======== Données fournies ========
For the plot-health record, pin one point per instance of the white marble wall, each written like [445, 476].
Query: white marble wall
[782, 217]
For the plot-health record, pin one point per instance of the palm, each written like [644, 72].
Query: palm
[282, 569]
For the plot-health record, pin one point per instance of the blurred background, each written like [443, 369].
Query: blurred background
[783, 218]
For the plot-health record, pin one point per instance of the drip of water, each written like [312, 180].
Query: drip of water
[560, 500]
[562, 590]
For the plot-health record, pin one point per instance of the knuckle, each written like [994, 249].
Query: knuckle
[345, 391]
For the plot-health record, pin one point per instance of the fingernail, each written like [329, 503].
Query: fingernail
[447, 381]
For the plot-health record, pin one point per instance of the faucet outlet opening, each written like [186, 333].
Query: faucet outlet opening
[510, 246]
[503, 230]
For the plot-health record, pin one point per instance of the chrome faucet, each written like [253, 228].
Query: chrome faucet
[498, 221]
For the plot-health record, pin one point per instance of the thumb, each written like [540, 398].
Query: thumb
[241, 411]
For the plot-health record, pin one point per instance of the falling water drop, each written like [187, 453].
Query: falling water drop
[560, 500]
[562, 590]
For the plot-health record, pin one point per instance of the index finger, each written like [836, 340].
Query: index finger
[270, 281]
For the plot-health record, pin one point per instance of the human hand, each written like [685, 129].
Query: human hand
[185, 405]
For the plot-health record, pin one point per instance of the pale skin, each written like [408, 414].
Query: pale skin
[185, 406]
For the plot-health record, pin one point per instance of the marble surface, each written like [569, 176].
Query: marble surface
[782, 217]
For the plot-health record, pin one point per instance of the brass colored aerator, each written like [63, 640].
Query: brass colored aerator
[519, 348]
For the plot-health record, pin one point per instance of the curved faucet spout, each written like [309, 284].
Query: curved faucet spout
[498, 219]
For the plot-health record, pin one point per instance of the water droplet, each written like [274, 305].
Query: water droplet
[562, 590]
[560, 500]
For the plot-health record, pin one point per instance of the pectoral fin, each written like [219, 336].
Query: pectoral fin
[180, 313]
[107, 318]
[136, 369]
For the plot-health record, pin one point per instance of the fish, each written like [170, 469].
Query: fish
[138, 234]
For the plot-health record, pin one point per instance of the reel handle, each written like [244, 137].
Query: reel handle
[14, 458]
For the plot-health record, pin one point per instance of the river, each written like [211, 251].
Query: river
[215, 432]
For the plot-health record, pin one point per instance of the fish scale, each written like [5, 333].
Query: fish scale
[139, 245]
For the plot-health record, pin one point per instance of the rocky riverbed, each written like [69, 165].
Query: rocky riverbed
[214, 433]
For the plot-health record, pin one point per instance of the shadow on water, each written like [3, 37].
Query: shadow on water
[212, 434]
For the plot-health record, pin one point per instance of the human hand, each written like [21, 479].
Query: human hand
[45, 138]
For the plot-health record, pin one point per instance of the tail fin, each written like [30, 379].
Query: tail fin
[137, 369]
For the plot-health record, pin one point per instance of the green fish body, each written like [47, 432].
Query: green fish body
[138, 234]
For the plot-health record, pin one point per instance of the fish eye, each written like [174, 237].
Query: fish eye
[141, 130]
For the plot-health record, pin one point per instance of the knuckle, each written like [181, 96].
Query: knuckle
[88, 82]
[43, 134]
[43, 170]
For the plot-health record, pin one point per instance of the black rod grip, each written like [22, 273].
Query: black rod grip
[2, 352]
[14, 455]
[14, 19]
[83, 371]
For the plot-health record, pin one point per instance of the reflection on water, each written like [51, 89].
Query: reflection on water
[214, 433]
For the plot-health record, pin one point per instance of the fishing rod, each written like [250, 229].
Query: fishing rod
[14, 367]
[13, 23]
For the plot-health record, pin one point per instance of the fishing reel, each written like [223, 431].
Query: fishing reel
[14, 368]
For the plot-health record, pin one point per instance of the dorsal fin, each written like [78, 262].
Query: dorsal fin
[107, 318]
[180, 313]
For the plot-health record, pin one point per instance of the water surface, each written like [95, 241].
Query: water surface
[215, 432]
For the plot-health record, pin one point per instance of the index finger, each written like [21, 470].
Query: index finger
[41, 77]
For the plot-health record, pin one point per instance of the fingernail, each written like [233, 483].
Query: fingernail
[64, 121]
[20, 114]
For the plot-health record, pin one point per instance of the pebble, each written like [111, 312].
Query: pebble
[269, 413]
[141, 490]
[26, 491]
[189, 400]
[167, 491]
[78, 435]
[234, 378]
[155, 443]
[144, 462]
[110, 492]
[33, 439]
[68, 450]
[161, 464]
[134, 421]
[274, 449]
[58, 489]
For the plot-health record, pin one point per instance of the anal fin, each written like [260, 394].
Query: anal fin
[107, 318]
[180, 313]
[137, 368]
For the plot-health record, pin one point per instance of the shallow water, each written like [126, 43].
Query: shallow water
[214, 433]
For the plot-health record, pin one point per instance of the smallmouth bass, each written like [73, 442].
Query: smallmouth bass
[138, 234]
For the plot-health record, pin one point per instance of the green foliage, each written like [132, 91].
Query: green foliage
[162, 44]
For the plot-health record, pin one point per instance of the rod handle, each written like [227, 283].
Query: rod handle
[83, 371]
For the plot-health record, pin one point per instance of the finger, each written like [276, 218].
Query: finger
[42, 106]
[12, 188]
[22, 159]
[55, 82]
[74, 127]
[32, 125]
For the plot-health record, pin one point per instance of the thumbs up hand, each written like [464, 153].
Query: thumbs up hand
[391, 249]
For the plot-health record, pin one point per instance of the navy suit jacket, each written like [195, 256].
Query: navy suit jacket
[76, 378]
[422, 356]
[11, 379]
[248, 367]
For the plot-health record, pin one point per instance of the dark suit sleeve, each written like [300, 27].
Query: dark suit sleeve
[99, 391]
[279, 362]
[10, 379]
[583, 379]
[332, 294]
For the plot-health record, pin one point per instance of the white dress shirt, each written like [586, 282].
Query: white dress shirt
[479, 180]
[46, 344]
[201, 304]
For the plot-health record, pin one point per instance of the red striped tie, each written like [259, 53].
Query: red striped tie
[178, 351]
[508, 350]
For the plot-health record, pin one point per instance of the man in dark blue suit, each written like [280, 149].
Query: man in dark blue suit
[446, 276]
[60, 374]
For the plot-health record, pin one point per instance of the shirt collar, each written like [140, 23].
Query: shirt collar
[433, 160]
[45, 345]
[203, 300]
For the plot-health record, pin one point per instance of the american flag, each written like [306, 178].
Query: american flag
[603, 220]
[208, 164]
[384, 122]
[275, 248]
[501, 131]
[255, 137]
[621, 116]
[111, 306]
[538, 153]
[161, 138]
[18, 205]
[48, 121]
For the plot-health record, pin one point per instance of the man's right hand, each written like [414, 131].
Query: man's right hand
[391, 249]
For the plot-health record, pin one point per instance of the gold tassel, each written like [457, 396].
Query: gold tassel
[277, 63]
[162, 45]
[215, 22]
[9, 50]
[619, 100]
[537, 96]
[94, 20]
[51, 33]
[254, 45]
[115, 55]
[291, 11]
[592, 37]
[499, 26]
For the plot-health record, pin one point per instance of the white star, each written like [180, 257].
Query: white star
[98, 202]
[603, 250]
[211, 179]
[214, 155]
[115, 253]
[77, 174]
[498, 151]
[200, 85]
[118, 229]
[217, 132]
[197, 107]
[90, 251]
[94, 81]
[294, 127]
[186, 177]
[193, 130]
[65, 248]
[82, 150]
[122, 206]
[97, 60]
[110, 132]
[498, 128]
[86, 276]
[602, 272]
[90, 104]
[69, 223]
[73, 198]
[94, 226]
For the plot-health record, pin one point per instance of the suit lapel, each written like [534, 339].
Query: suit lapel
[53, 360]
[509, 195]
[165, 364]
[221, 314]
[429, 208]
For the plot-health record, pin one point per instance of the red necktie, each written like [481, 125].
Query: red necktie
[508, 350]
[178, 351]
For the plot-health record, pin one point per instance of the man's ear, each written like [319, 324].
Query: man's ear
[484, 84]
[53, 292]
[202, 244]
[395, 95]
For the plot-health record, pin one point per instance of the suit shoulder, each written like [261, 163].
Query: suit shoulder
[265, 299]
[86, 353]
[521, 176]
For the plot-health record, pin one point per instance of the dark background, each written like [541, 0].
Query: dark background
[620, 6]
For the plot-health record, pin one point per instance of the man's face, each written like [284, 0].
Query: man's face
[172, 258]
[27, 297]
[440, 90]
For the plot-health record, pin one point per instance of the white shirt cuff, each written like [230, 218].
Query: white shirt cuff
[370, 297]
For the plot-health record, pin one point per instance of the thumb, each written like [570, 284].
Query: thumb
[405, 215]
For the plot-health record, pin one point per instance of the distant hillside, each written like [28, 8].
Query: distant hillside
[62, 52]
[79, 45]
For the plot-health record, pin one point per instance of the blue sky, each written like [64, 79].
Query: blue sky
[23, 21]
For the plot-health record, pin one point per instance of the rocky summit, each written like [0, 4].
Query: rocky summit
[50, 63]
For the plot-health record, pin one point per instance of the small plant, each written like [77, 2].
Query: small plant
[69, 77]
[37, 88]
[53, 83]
========
▶ _Consignes_
Exprimez en CSV à deux colonnes, nommées demande et reponse, la partie du matériel qui commence à la ligne contenant "like [230, 218]." et se termine à la fin du matériel. Mettez une ligne par demande, avec son texte et sa réponse chacun dans un champ entre guillemets, les sauts de ligne étant remplacés par des espaces.

▶ _Réponse attendue_
demande,reponse
"For the plot-health record, pin one point per instance of the white shirt cuff, each written like [230, 218]. Query: white shirt cuff","[370, 297]"
"For the plot-health record, pin one point per instance of the thumb, each written like [570, 284]. Query: thumb","[405, 215]"
"For the plot-health record, pin one point per instance of the distant hillside, each written like [28, 8]. Query: distant hillside","[62, 52] [79, 45]"
"For the plot-health record, pin one point per instance of the blue sky, each written like [64, 79]. Query: blue sky","[23, 21]"
"For the plot-health record, pin one point per instance of the rocky summit, each written like [0, 4]. Query: rocky summit","[50, 63]"
"For the plot-health record, pin one point per instance of the small plant, each written like [77, 2]. Query: small plant","[69, 77] [37, 88] [53, 83]"